● **Your assignment**: Please transcribe the passage of the prostate cancer study report below, starting with "The study found" and going on through "of the men.".

The study found that 15 percent of men with a "normal" reading on the PSA blood test had prostate cancer and that the disease was life threatening in 2 percent of the men.
"There are many men walking around with high-grade prostate cancer who think they don't because they have a normal PSA," Ian Thompson of the University of Texas Health Science Center in San Antonio, the study's lead researcher, told Reuters.
To assess the risk of having cancer with a normal PSA reading, Thompson and the other researchers conducted prostate biopsies on 2,950 study volunteers aged 62 to 91 who had normal PSA readings and rectal exams showed no evidence of a swollen prostate.
At the end of the study, biopsies showed that 15 percent of the men had prostate cancer and, among those men, 15 percent had tumors that were in an advanced stage.
The study's authors concluded the new research "underscores the need to consider fundamental changes in the approach to diagnosing prostate cancer."
The PSA blood test costs about $30 to $50 and measures the level of a blood protein called prostate-specific antigen. Higher PSA levels can indicate an infection, benign forms of prostate disease, or cancer.
"This study adds to information that perhaps the PSA threshold may be dropped," Dr. Leonard Gomella, a urologist at Jefferson Medical College, told the Associated Press.
However, an editorial written by Johns Hopkins School of Medicine professor Dr. Ballentine Carter in this week's Journal cautions against changing the current standard. Carter said there was not yet evidence that flagging lower levels of PSA protein for additional screening would save lives.

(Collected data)

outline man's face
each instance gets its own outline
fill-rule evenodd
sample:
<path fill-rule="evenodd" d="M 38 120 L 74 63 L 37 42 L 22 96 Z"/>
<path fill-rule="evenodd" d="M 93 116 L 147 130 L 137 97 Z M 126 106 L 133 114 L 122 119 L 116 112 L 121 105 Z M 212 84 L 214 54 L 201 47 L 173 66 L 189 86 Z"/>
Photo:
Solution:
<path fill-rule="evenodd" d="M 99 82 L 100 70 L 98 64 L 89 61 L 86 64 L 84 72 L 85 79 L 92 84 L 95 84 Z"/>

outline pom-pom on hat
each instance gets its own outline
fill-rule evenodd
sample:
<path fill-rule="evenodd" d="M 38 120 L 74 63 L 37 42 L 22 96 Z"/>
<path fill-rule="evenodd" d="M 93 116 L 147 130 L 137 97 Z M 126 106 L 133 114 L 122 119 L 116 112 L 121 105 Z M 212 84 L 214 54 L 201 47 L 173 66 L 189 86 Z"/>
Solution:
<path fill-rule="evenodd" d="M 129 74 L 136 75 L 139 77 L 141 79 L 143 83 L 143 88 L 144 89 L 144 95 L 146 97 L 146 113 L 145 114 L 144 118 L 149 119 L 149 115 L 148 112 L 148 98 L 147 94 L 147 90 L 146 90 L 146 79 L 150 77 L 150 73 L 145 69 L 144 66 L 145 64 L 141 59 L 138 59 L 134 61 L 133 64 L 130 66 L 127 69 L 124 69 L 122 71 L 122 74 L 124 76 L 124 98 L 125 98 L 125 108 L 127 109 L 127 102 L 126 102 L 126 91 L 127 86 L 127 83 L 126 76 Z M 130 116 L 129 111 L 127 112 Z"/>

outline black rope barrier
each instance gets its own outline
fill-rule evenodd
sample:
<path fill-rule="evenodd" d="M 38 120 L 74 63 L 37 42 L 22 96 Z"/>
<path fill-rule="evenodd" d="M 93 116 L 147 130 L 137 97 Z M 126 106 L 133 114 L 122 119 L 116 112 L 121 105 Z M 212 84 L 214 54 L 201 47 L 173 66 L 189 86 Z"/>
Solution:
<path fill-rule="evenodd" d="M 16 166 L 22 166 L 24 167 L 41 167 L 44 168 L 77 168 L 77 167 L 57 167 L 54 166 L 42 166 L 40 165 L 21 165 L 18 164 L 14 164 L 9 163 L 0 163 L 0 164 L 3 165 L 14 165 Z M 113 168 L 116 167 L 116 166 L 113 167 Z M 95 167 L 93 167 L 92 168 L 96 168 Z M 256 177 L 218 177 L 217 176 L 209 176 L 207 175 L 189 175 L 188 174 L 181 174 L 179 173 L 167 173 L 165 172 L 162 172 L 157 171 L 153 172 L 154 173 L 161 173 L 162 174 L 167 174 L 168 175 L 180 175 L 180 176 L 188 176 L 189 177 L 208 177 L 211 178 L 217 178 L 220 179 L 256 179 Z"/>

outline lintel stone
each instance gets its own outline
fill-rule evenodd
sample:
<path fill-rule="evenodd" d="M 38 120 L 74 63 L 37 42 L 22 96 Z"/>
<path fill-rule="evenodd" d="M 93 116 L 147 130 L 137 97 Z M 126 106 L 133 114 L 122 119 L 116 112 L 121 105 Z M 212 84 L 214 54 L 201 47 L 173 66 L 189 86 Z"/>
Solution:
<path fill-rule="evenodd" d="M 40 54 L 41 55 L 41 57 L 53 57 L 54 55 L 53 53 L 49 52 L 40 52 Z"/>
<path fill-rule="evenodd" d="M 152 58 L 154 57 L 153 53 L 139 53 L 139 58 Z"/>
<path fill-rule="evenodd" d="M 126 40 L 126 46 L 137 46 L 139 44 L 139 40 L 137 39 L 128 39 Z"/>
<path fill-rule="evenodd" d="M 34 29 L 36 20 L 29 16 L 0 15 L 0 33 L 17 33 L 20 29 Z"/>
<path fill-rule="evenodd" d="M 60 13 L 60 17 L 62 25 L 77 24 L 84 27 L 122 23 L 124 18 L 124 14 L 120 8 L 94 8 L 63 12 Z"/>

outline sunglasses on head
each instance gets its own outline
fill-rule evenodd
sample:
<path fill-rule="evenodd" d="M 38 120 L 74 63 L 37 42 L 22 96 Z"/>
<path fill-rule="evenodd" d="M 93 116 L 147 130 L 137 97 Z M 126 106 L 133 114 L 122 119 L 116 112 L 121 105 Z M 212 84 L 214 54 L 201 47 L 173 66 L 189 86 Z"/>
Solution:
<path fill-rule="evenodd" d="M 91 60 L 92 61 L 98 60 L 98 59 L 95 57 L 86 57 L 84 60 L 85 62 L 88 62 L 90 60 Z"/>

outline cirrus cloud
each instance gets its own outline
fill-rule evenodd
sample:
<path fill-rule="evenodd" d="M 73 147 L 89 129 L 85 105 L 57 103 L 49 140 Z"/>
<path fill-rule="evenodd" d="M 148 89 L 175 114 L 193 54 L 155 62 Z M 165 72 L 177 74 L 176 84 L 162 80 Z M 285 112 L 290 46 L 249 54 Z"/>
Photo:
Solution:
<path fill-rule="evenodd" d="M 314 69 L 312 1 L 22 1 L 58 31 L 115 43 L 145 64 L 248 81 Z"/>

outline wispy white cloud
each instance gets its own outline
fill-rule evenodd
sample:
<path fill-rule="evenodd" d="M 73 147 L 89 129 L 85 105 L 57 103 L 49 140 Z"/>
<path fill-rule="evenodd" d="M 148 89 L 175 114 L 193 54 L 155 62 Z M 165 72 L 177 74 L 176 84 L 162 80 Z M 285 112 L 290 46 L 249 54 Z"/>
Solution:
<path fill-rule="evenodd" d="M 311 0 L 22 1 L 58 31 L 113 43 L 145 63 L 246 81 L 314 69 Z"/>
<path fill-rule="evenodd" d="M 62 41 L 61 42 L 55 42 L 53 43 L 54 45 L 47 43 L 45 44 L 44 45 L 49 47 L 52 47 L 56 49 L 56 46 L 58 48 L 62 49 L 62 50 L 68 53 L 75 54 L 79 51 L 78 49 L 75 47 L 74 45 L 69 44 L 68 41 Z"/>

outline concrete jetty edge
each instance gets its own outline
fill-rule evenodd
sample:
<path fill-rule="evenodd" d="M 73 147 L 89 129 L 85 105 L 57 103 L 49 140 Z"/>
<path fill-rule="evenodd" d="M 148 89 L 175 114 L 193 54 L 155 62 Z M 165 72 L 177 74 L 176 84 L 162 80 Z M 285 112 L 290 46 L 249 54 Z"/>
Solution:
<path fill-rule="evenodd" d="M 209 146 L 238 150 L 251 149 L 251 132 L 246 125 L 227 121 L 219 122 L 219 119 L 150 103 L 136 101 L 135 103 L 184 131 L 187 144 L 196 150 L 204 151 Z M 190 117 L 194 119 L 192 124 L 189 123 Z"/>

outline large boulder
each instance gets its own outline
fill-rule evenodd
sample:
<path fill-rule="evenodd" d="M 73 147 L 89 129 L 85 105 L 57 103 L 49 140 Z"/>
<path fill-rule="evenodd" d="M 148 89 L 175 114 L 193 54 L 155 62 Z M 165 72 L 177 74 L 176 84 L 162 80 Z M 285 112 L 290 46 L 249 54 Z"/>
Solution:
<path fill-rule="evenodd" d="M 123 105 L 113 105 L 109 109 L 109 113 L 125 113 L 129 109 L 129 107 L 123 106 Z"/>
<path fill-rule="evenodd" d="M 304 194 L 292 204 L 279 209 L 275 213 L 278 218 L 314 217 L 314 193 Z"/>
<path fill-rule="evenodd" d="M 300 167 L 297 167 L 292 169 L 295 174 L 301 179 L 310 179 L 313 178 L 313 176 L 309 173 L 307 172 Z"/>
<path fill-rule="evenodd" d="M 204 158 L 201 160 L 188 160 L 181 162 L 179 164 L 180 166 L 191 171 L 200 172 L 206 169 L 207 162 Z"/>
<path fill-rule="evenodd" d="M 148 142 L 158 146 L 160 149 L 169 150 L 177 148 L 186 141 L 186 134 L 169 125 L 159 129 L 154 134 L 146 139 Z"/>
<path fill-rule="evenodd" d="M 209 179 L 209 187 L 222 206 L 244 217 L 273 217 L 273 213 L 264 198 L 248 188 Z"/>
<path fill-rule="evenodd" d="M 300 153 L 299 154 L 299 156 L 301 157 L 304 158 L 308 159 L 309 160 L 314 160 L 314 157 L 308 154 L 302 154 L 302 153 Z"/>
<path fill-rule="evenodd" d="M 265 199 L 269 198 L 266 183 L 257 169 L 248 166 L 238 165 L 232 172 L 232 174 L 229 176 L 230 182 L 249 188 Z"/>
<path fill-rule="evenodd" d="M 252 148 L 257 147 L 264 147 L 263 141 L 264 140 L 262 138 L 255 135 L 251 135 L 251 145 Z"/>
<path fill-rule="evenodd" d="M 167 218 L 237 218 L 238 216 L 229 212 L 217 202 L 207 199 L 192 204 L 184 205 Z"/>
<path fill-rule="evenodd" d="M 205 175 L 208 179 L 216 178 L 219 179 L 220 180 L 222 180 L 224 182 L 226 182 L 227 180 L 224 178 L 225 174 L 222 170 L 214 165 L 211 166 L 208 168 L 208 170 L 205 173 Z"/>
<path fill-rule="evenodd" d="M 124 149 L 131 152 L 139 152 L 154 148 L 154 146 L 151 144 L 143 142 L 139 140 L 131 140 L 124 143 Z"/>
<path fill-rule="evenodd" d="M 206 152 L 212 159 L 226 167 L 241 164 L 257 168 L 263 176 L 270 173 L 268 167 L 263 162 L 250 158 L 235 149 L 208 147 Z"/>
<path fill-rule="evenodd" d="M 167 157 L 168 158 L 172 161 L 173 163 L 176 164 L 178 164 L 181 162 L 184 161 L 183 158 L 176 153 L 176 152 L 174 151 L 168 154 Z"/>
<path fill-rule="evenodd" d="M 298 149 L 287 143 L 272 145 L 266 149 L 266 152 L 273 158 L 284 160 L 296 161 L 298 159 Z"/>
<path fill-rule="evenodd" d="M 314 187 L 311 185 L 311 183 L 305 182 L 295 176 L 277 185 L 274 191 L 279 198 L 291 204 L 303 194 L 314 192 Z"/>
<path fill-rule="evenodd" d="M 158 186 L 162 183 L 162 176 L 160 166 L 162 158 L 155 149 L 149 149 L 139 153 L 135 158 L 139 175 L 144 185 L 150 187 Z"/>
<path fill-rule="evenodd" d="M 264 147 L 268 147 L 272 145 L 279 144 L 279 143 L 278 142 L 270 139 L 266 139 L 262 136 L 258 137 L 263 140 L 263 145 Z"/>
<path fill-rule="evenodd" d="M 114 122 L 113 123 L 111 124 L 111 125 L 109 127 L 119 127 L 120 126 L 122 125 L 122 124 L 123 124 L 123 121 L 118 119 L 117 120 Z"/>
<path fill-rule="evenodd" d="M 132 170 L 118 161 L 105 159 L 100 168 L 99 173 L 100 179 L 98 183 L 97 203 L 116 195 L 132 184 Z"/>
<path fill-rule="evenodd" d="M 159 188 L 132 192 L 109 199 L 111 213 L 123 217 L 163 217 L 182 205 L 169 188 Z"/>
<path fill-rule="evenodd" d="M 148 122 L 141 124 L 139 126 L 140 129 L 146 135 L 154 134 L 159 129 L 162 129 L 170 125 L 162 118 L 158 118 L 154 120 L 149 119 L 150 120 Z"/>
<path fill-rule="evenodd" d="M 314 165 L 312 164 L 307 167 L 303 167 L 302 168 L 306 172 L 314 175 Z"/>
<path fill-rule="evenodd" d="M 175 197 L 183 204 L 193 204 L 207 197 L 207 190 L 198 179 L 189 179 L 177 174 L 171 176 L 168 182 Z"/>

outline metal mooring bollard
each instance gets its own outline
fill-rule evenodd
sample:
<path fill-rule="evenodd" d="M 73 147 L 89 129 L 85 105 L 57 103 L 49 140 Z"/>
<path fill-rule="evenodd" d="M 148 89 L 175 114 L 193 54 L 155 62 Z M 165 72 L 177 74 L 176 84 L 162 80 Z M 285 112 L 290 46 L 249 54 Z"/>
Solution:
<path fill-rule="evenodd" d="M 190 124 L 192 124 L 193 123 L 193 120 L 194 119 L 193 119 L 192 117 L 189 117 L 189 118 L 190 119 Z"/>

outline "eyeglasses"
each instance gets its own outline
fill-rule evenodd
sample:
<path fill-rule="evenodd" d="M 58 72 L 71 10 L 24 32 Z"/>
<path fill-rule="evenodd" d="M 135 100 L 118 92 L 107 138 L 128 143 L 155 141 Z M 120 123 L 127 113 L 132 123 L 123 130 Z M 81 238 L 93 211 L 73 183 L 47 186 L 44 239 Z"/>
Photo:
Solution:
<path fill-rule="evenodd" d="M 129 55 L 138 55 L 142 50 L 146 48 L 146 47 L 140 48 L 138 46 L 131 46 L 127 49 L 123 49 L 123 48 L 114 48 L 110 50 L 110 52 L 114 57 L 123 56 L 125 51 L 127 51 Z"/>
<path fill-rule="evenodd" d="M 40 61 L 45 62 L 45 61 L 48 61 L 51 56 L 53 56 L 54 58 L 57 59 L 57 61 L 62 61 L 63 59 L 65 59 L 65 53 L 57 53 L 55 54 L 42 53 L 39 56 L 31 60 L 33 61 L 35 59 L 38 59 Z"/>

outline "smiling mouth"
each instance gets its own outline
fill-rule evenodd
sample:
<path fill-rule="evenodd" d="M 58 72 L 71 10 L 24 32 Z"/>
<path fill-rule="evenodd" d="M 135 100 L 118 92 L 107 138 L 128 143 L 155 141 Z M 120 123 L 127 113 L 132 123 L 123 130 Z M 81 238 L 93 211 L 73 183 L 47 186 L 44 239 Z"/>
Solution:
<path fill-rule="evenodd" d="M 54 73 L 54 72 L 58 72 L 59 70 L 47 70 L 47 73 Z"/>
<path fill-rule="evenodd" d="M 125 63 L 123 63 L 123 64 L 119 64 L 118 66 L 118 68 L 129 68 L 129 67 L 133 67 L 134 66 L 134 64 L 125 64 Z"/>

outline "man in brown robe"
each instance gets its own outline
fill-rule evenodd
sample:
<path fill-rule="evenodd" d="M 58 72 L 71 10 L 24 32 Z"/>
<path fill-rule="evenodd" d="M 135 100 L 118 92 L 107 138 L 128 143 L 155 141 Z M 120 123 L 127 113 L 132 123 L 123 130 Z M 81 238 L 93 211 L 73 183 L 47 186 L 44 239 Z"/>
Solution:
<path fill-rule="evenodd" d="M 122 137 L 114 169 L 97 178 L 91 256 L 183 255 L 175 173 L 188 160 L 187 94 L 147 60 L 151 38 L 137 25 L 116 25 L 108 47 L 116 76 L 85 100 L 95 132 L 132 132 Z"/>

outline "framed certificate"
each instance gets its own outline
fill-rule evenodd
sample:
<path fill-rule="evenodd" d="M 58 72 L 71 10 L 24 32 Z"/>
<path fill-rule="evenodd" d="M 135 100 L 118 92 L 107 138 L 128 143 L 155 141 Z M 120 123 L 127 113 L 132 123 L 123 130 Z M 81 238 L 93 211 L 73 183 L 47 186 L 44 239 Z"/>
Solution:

● **Output of the task**:
The study found that 15 percent of men with a "normal" reading on the PSA blood test had prostate cancer and that the disease was life threatening in 2 percent of the men.